■ **Requirements**:
A. Reproduce the gamma distribution excerpt from "double CDF_P(double x);" down to "particular |gammaDistribution| object.".
B. Pick up the gamma distribution excerpt where it stops and carry it on.

■ **Excerpt**:
-- START --

A chi-square distribution with $k$ degrees of freedom
is a special case of a gamma distribution
with $\lambda=1/2$ and $r=k/2$.

@<Class definitions@>=

class gammaDistribution : public probabilityDistribution {

private:@/
    virtual string distributionName(void) {
        return "gamma";
    }

    double alpha;                     // Shape parameter $\alpha$
    double lambda;                    // Scale parameter $\lambda$

public:@/
    /*  The default constructor creates a gamma
        distribution with $\alpha=10$, $\lambda=10$.  */
    gammaDistribution() {
        set_alpha_lambda();
    }

    gammaDistribution(double c_alpha = 10, double c_lambda = 10) {
        set_alpha_lambda(c_alpha, c_lambda);
    }

    //  Accessors

    void set_alpha(double c_alpha = 10) {
        alpha = c_alpha;
    }

    double get_alpha(void) {
        return alpha;
    }

    void set_lambda(double c_lambda = 10) {
        lambda = c_lambda;
    }

    double get_lambda(void) {
        return lambda;
    }

    void set_alpha_lambda(double c_alpha = 10, double c_lambda = 10) {
        set_alpha(c_alpha);
        set_lambda(c_lambda);
    }

    //  Implementations of abstract virtual functions

    double mean(void) {
        return alpha / lambda;        // $\mu=\alpha/\lambda$
    }

    double stdev(void) {
        return sqrt(alpha) / lambda;  // $\sigma=\sqrt{\alpha}/\lambda$
    }

    double skewness(void) {
        return 2 / sqrt(alpha);       // $\gamma_1=2/sqrt{\alpha}$
    }

    double kurtosisExcess(void) {
        return 6 / alpha;             // $\gamma_2=6/\alpha$
    }

    //  Static transformation functions

    static double p_from_alpha_lambda_x(double alpha, double lambda, double x);
    static double x_from_p_alpha_lambda(double p, double alpha, double lambda);
    static double alpha_from_p_lambda_x(double p, double lambda, double x);
    static double lambda_from_p_alpha_x(double p, double alpha, double x);

    double CDF_P(double x);           // $P=\int_{-\infty}^{|x|}f(x)\,dx$

    //  Write description of distribution to output stream
    void writeParameters(ostream &of) {
        probabilityDistribution::writeParameters(of);
        of << "    Shape (alpha) = " << alpha << "  Scale (lambda)  = " << lambda << "\n";
    }
};

@
The following transformation functions are |static| methods of
the |gammaDistribution| class.  They permit calculation of
properties of the Gamma distribution without reference to a
particular |gammaDistribution| object.

-- END --

■ **Material**:

-- START --

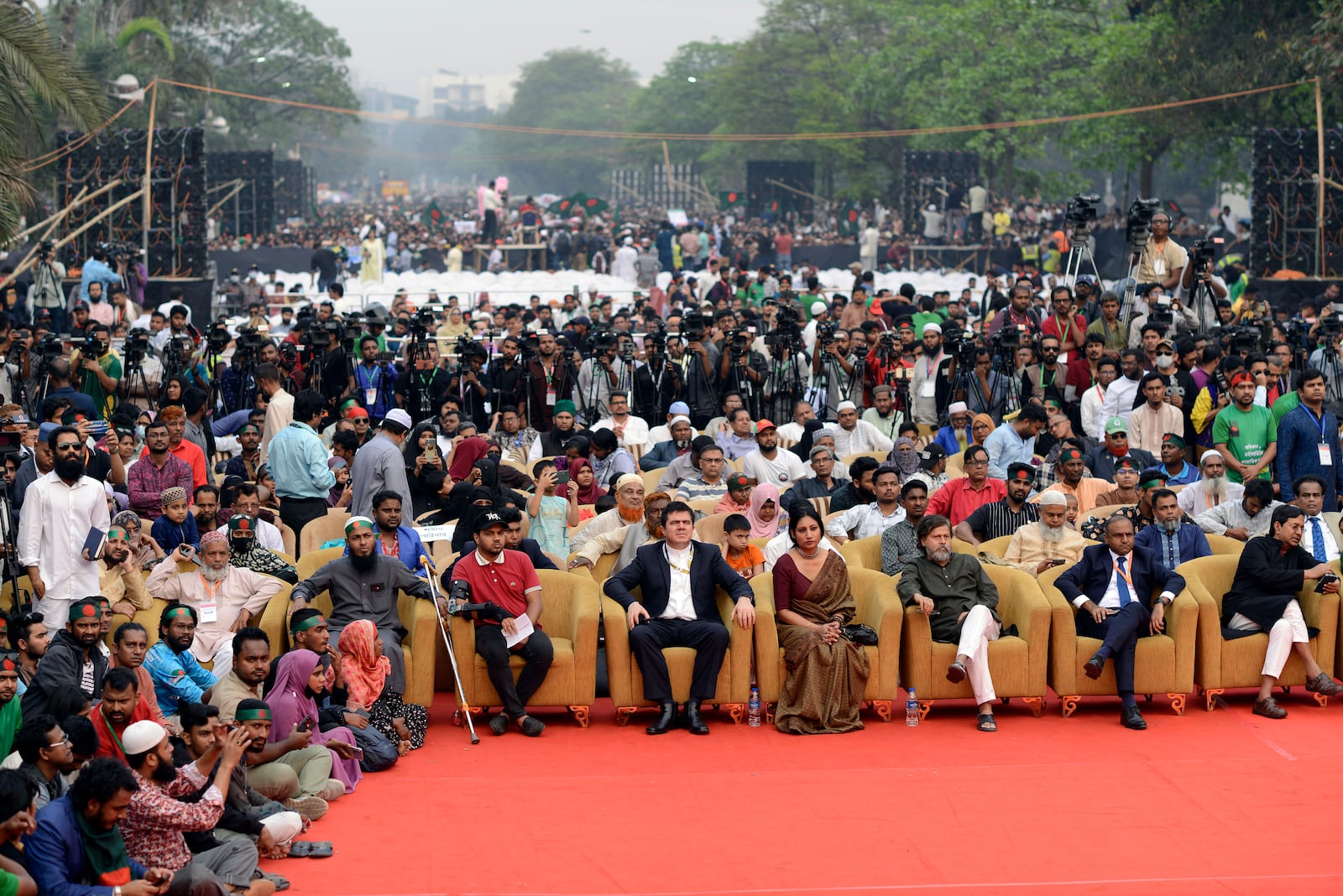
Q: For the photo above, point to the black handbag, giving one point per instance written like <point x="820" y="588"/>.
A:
<point x="860" y="633"/>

-- END --

■ **Replies**:
A.
double CDF_P(double x);           // $P=\int_{-\infty}^{|x|}f(x)\,dx$

    //  Write description of distribution to output stream
    void writeParameters(ostream &of) {
        probabilityDistribution::writeParameters(of);
        of << "    Shape (alpha) = " << alpha << "  Scale (lambda)  = " << lambda << "\n";
    }
};

@
The following transformation functions are |static| methods of
the |gammaDistribution| class.  They permit calculation of
properties of the Gamma distribution without reference to a
particular |gammaDistribution| object.

B.
The functions operate on the following quantities:

\vskip 1ex
\settabs 8 \columns
\+&\.{p}&$P$&Cumulative probability distribution\cr
\+&\.{x}&$x$&Value of random variable\cr
\+&\.{alpha}&$\alpha$&Shape parameter\cr
\+&\.{lambda}&$\lambda$&Scale parameter\cr
\vskip 1ex

@<Probability distributions@>=
double gammaDistribution::p_from_alpha_lambda_x(double alpha, double lambda, double x) {
    double p, q, bound;
    int which = 1, status;

    cdfgam(&which, &p, &q, &x, &alpha, &lambda, &status, &bound);
    if (status != 0) {
        throw(out_of_range("gammaDistribution::p_from_alpha_lambda_x: Result out of bounds"));
    }
    return p;
}

double gammaDistribution::x_from_p_alpha_lambda(double p, double alpha, double lambda) {
    double q, x, bound;
    int which = 2, status;

    q = 1 - p;
    cdfgam(&which, &p, &q, &x, &alpha, &lambda, &status, &bound);
    if (status != 0) {
        throw(out_of_range("gammaDistribution::x_from_p_alpha_lambda: Result out of bounds"));
    }
    return x;
}

double gammaDistribution::alpha_from_p_lambda_x(double p, double lambda, double x) {
    double q, alpha, bound;
    int which = 3, status;

    q = 1 - p;
    cdfgam(&which, &p, &q, &x, &alpha, &lambda, &status, &bound);
    if (status != 0) {
        throw(out_of_range("gammaDistribution::alpha_from_p_lambda_x: Result out of bounds"));
    }
    return alpha;
}

double gammaDistribution::lambda_from_p_alpha_x(double p, double alpha, double x) {
    double q, lambda, bound;
    int which = 4, status;

    q = 1 - p;
    cdfgam(&which, &p, &q, &x, &alpha, &lambda, &status, &bound);
    if (status != 0) {
        throw(out_of_range("gammaDistribution::lambda_from_p_alpha_x: Result out of bounds"));
    }
    return lambda;
}

@
The {\it cumulative distribution function} (CDF) $P$ value
is the probability of $n$ successes in $x$ trials.

@<Probability distributions@>=
double gammaDistribution::CDF_P(double x) {
    return p_from_alpha_lambda_x(alpha, lambda, x);
}

@*1 Beta distribution.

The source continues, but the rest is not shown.